→ **WHAT IS EXPECTED**:
The response has to reproduce all entries exactly while excluding their pictures.

= Beginning of Section =

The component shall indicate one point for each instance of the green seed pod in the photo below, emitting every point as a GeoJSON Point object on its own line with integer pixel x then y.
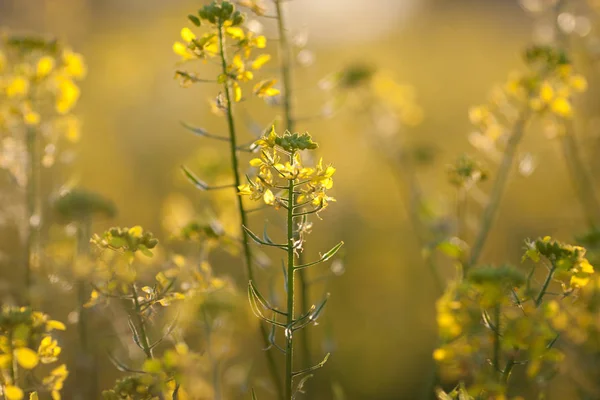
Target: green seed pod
{"type": "Point", "coordinates": [226, 10]}
{"type": "Point", "coordinates": [238, 18]}
{"type": "Point", "coordinates": [195, 20]}
{"type": "Point", "coordinates": [78, 204]}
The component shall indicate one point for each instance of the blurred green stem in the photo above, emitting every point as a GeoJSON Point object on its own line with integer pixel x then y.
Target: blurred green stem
{"type": "Point", "coordinates": [87, 369]}
{"type": "Point", "coordinates": [34, 210]}
{"type": "Point", "coordinates": [540, 296]}
{"type": "Point", "coordinates": [580, 177]}
{"type": "Point", "coordinates": [499, 185]}
{"type": "Point", "coordinates": [497, 344]}
{"type": "Point", "coordinates": [286, 74]}
{"type": "Point", "coordinates": [141, 326]}
{"type": "Point", "coordinates": [272, 366]}
{"type": "Point", "coordinates": [289, 352]}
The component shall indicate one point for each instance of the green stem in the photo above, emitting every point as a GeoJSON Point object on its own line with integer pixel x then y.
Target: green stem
{"type": "Point", "coordinates": [507, 370]}
{"type": "Point", "coordinates": [141, 326]}
{"type": "Point", "coordinates": [86, 372]}
{"type": "Point", "coordinates": [540, 296]}
{"type": "Point", "coordinates": [289, 353]}
{"type": "Point", "coordinates": [496, 356]}
{"type": "Point", "coordinates": [498, 187]}
{"type": "Point", "coordinates": [290, 122]}
{"type": "Point", "coordinates": [34, 210]}
{"type": "Point", "coordinates": [271, 365]}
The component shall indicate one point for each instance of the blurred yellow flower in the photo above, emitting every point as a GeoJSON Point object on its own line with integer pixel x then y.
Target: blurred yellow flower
{"type": "Point", "coordinates": [45, 66]}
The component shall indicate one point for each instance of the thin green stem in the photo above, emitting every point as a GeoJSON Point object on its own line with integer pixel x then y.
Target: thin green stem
{"type": "Point", "coordinates": [507, 370]}
{"type": "Point", "coordinates": [141, 326]}
{"type": "Point", "coordinates": [271, 365]}
{"type": "Point", "coordinates": [290, 122]}
{"type": "Point", "coordinates": [498, 188]}
{"type": "Point", "coordinates": [540, 296]}
{"type": "Point", "coordinates": [497, 344]}
{"type": "Point", "coordinates": [86, 373]}
{"type": "Point", "coordinates": [289, 353]}
{"type": "Point", "coordinates": [34, 210]}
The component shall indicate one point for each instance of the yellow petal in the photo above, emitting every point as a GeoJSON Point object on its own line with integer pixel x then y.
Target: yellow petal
{"type": "Point", "coordinates": [260, 61]}
{"type": "Point", "coordinates": [269, 197]}
{"type": "Point", "coordinates": [562, 107]}
{"type": "Point", "coordinates": [26, 357]}
{"type": "Point", "coordinates": [53, 324]}
{"type": "Point", "coordinates": [235, 32]}
{"type": "Point", "coordinates": [546, 92]}
{"type": "Point", "coordinates": [187, 35]}
{"type": "Point", "coordinates": [237, 92]}
{"type": "Point", "coordinates": [13, 393]}
{"type": "Point", "coordinates": [45, 65]}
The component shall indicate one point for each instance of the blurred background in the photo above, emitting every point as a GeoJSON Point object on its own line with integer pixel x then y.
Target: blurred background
{"type": "Point", "coordinates": [380, 322]}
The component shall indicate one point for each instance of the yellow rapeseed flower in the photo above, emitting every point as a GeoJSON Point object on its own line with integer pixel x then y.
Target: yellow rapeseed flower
{"type": "Point", "coordinates": [17, 86]}
{"type": "Point", "coordinates": [13, 393]}
{"type": "Point", "coordinates": [562, 107]}
{"type": "Point", "coordinates": [187, 35]}
{"type": "Point", "coordinates": [68, 94]}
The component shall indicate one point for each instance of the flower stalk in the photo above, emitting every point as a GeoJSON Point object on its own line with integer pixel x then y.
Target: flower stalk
{"type": "Point", "coordinates": [271, 365]}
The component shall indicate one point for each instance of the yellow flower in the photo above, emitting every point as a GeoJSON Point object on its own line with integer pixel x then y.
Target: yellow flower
{"type": "Point", "coordinates": [187, 35]}
{"type": "Point", "coordinates": [562, 107]}
{"type": "Point", "coordinates": [2, 61]}
{"type": "Point", "coordinates": [256, 6]}
{"type": "Point", "coordinates": [269, 197]}
{"type": "Point", "coordinates": [18, 86]}
{"type": "Point", "coordinates": [55, 381]}
{"type": "Point", "coordinates": [27, 358]}
{"type": "Point", "coordinates": [546, 92]}
{"type": "Point", "coordinates": [260, 61]}
{"type": "Point", "coordinates": [578, 83]}
{"type": "Point", "coordinates": [45, 65]}
{"type": "Point", "coordinates": [265, 89]}
{"type": "Point", "coordinates": [31, 118]}
{"type": "Point", "coordinates": [439, 354]}
{"type": "Point", "coordinates": [238, 69]}
{"type": "Point", "coordinates": [267, 141]}
{"type": "Point", "coordinates": [235, 32]}
{"type": "Point", "coordinates": [182, 50]}
{"type": "Point", "coordinates": [13, 392]}
{"type": "Point", "coordinates": [48, 350]}
{"type": "Point", "coordinates": [68, 94]}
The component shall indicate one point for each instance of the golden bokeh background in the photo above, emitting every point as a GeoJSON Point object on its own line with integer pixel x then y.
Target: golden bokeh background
{"type": "Point", "coordinates": [380, 318]}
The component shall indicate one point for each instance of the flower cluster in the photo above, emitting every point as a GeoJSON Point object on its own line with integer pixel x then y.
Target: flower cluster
{"type": "Point", "coordinates": [226, 33]}
{"type": "Point", "coordinates": [466, 172]}
{"type": "Point", "coordinates": [569, 263]}
{"type": "Point", "coordinates": [119, 276]}
{"type": "Point", "coordinates": [486, 328]}
{"type": "Point", "coordinates": [497, 318]}
{"type": "Point", "coordinates": [546, 89]}
{"type": "Point", "coordinates": [26, 343]}
{"type": "Point", "coordinates": [390, 104]}
{"type": "Point", "coordinates": [38, 88]}
{"type": "Point", "coordinates": [313, 182]}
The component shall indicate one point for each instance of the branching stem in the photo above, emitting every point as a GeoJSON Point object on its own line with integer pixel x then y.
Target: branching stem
{"type": "Point", "coordinates": [272, 366]}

= End of Section =

→ **EXPECTED OUTPUT**:
The component shall indicate one point for each instance of the green seed pod in the photo below, emitting every point as a GeoJSON Point object on its own line with integer pixel x then y.
Target: green seed pod
{"type": "Point", "coordinates": [226, 10]}
{"type": "Point", "coordinates": [238, 18]}
{"type": "Point", "coordinates": [195, 20]}
{"type": "Point", "coordinates": [78, 204]}
The component shall indicate one point for each instance of the blurred green stem in the photo above, emitting every point as a GeoJSON Point object on its own line with integer pixel x then y.
Target: blurred green stem
{"type": "Point", "coordinates": [87, 369]}
{"type": "Point", "coordinates": [34, 210]}
{"type": "Point", "coordinates": [540, 296]}
{"type": "Point", "coordinates": [580, 177]}
{"type": "Point", "coordinates": [499, 185]}
{"type": "Point", "coordinates": [497, 344]}
{"type": "Point", "coordinates": [286, 74]}
{"type": "Point", "coordinates": [141, 326]}
{"type": "Point", "coordinates": [272, 366]}
{"type": "Point", "coordinates": [289, 352]}
The component shall indicate one point for each instance of the green stem in the photo above, emitting every point as a GeoJSON Point object on its own line with integer pixel x then y.
Target: green stem
{"type": "Point", "coordinates": [507, 370]}
{"type": "Point", "coordinates": [141, 326]}
{"type": "Point", "coordinates": [86, 372]}
{"type": "Point", "coordinates": [540, 296]}
{"type": "Point", "coordinates": [289, 353]}
{"type": "Point", "coordinates": [496, 356]}
{"type": "Point", "coordinates": [498, 187]}
{"type": "Point", "coordinates": [290, 122]}
{"type": "Point", "coordinates": [34, 210]}
{"type": "Point", "coordinates": [271, 365]}
The component shall indicate one point for each instance of the blurred yellow flower in the photo above, emitting every point as a GeoJSON Point object on its own line with integer pixel x then y.
Target: blurred yellow flower
{"type": "Point", "coordinates": [45, 66]}
The component shall indicate one point for each instance of the thin green stem in the photo above, emitting every point as a GeoJSON Point object on its own line with integer pixel x then y.
Target: thin green stem
{"type": "Point", "coordinates": [507, 370]}
{"type": "Point", "coordinates": [141, 326]}
{"type": "Point", "coordinates": [271, 365]}
{"type": "Point", "coordinates": [290, 122]}
{"type": "Point", "coordinates": [498, 188]}
{"type": "Point", "coordinates": [540, 296]}
{"type": "Point", "coordinates": [497, 344]}
{"type": "Point", "coordinates": [86, 373]}
{"type": "Point", "coordinates": [289, 353]}
{"type": "Point", "coordinates": [34, 210]}
The component shall indicate one point for each instance of the yellow petal in the photo above, emitting every point as a GeoJSON Point object on its own line with integer pixel x then y.
Target: yellow petal
{"type": "Point", "coordinates": [260, 61]}
{"type": "Point", "coordinates": [269, 197]}
{"type": "Point", "coordinates": [562, 107]}
{"type": "Point", "coordinates": [26, 357]}
{"type": "Point", "coordinates": [53, 324]}
{"type": "Point", "coordinates": [235, 32]}
{"type": "Point", "coordinates": [546, 92]}
{"type": "Point", "coordinates": [187, 35]}
{"type": "Point", "coordinates": [237, 92]}
{"type": "Point", "coordinates": [13, 393]}
{"type": "Point", "coordinates": [45, 65]}
The component shall indicate one point for each instance of the blurred background in the photo above, emitting every point as a GeoJSON Point object on its own line with integer pixel x then y.
Target: blurred background
{"type": "Point", "coordinates": [380, 322]}
The component shall indicate one point for each instance of the yellow rapeseed flower in the photo above, emitting every point as a GeoJSON Point object on its own line with integer pixel x then y.
Target: yellow rapeseed flower
{"type": "Point", "coordinates": [17, 86]}
{"type": "Point", "coordinates": [13, 393]}
{"type": "Point", "coordinates": [562, 107]}
{"type": "Point", "coordinates": [187, 35]}
{"type": "Point", "coordinates": [68, 94]}
The component shall indicate one point for each instance of the flower stalk in the photo above, emitting every point as a GeoJSON Point object on its own line with integer pixel x then y.
Target: flower stalk
{"type": "Point", "coordinates": [271, 365]}
The component shall indicate one point for each instance of the yellow flower in the photo above, emitting every point as a GeoJSON Point object on its own line with integer pixel x then y.
Target: yellow flower
{"type": "Point", "coordinates": [187, 35]}
{"type": "Point", "coordinates": [562, 107]}
{"type": "Point", "coordinates": [2, 61]}
{"type": "Point", "coordinates": [256, 6]}
{"type": "Point", "coordinates": [269, 197]}
{"type": "Point", "coordinates": [18, 86]}
{"type": "Point", "coordinates": [55, 381]}
{"type": "Point", "coordinates": [27, 358]}
{"type": "Point", "coordinates": [546, 92]}
{"type": "Point", "coordinates": [260, 61]}
{"type": "Point", "coordinates": [578, 83]}
{"type": "Point", "coordinates": [45, 65]}
{"type": "Point", "coordinates": [265, 89]}
{"type": "Point", "coordinates": [31, 118]}
{"type": "Point", "coordinates": [439, 354]}
{"type": "Point", "coordinates": [238, 69]}
{"type": "Point", "coordinates": [267, 141]}
{"type": "Point", "coordinates": [235, 32]}
{"type": "Point", "coordinates": [182, 50]}
{"type": "Point", "coordinates": [13, 392]}
{"type": "Point", "coordinates": [48, 350]}
{"type": "Point", "coordinates": [68, 94]}
The component shall indicate one point for each instance of the golden bokeh background in the photo above, emitting every point as a GeoJSON Point object on its own line with integer pixel x then y.
Target: golden bokeh background
{"type": "Point", "coordinates": [380, 318]}
The component shall indicate one point for each instance of the flower cluster in the photo above, emitting every point as a GeoJSON Point object on its own line with integer pixel x then y.
Target: flower cluster
{"type": "Point", "coordinates": [226, 33]}
{"type": "Point", "coordinates": [466, 172]}
{"type": "Point", "coordinates": [569, 263]}
{"type": "Point", "coordinates": [119, 276]}
{"type": "Point", "coordinates": [486, 328]}
{"type": "Point", "coordinates": [497, 318]}
{"type": "Point", "coordinates": [546, 89]}
{"type": "Point", "coordinates": [26, 343]}
{"type": "Point", "coordinates": [390, 104]}
{"type": "Point", "coordinates": [38, 88]}
{"type": "Point", "coordinates": [313, 182]}
The component shall indicate one point for each instance of the branching stem in the photo above, emitting every point as a GeoJSON Point object on its own line with integer pixel x then y.
Target: branching stem
{"type": "Point", "coordinates": [272, 366]}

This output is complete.